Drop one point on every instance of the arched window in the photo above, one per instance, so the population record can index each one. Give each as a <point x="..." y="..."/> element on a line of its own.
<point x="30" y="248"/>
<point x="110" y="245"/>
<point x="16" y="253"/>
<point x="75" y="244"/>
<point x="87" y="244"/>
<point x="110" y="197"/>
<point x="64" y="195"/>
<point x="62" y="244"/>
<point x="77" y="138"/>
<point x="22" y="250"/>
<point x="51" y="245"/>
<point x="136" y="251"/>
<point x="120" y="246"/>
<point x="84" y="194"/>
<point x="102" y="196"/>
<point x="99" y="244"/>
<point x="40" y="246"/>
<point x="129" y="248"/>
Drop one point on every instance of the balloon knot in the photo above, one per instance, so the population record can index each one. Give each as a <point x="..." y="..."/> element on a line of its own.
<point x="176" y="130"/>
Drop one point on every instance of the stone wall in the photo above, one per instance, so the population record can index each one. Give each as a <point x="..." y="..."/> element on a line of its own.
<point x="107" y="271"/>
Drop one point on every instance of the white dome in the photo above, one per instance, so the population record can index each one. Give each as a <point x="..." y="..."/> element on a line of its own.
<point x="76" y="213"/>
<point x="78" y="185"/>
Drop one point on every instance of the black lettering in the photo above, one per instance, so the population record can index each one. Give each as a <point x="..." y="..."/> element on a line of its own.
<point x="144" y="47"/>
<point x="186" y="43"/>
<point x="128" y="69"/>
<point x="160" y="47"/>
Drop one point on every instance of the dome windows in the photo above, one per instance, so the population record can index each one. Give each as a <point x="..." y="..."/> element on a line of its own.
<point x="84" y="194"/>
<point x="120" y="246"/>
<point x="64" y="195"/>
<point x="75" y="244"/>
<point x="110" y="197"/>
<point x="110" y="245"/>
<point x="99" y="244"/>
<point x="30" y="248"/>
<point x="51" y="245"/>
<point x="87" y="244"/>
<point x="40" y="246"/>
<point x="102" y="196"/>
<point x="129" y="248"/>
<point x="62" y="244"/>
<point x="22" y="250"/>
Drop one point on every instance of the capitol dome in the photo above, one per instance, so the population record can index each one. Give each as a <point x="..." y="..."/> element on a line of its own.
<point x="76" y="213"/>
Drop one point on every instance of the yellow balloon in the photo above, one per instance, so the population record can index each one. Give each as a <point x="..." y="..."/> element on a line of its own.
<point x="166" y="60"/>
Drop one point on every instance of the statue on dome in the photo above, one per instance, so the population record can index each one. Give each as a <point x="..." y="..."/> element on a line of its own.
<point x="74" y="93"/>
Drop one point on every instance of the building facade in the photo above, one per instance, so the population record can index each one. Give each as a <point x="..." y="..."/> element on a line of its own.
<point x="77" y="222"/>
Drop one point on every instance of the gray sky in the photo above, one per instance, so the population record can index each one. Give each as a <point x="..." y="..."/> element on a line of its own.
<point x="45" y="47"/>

────────────────

**Exercise goal:** Copy every row above word for word, keeping each line in its original order.

**Task response:**
Drop one point on every instance of the arched window in the photo above, one per instance, so the population record can index each one. Give each as a <point x="..." y="..."/> element on a line of its own.
<point x="30" y="248"/>
<point x="110" y="245"/>
<point x="16" y="253"/>
<point x="75" y="244"/>
<point x="87" y="244"/>
<point x="110" y="197"/>
<point x="64" y="195"/>
<point x="62" y="244"/>
<point x="77" y="138"/>
<point x="22" y="250"/>
<point x="51" y="245"/>
<point x="136" y="251"/>
<point x="120" y="246"/>
<point x="84" y="194"/>
<point x="102" y="196"/>
<point x="99" y="244"/>
<point x="40" y="246"/>
<point x="129" y="248"/>
Drop one point on every instance of the balloon knot in the photo above, one per instance, so the population record can index each one. Give each as a <point x="..." y="..."/> element on a line of its own.
<point x="176" y="130"/>
Drop one point on every instance of the stone wall in the photo above, one per instance, so the population record can index each one. Give each as a <point x="..." y="..."/> element on a line of its own.
<point x="107" y="271"/>
Drop one point on every instance of the white dome in the photo above, one per instance, so the population record can index each one. Give each as a <point x="..." y="..."/> element on a line of its own.
<point x="76" y="213"/>
<point x="78" y="185"/>
Drop one point on every instance of the black lettering in the photo above, one per instance, so the population record can index each one. Give each as a <point x="..." y="..."/> element on a line of its own.
<point x="144" y="47"/>
<point x="186" y="43"/>
<point x="128" y="69"/>
<point x="160" y="47"/>
Drop one point on every instance of the dome windows in the photo above, one per instance, so the population record can index each one. Give each as a <point x="..." y="..."/> element on a line of its own.
<point x="84" y="194"/>
<point x="120" y="246"/>
<point x="64" y="195"/>
<point x="75" y="244"/>
<point x="110" y="197"/>
<point x="110" y="245"/>
<point x="99" y="244"/>
<point x="30" y="248"/>
<point x="51" y="245"/>
<point x="87" y="244"/>
<point x="40" y="246"/>
<point x="102" y="196"/>
<point x="129" y="248"/>
<point x="62" y="244"/>
<point x="22" y="250"/>
Drop one point on every instance of the capitol dome in the photo above, one per instance, so the population record can index each one. Give each as a <point x="..." y="..."/> element on a line of its own.
<point x="76" y="213"/>
Drop one point on every instance of the yellow balloon in the photo above, one per instance, so the population record can index each one. Give each as a <point x="..." y="..."/> element on a line of its own.
<point x="166" y="60"/>
Drop one point on every instance of the statue on dome in the photo above, one per instance, so the population record can index each one. Give each as a <point x="..." y="..."/> element on a line of its own.
<point x="74" y="93"/>
Drop one point on every instance of the building facade in the photo above, one per instance, so the population record can index each one. Give each as a <point x="..." y="..."/> element on a line of its own.
<point x="77" y="222"/>
Drop one point on every instance of the gray sky in the photo above, one per instance, so the population record can index each one. Give each as a <point x="..." y="..."/> element on a line of its own.
<point x="45" y="47"/>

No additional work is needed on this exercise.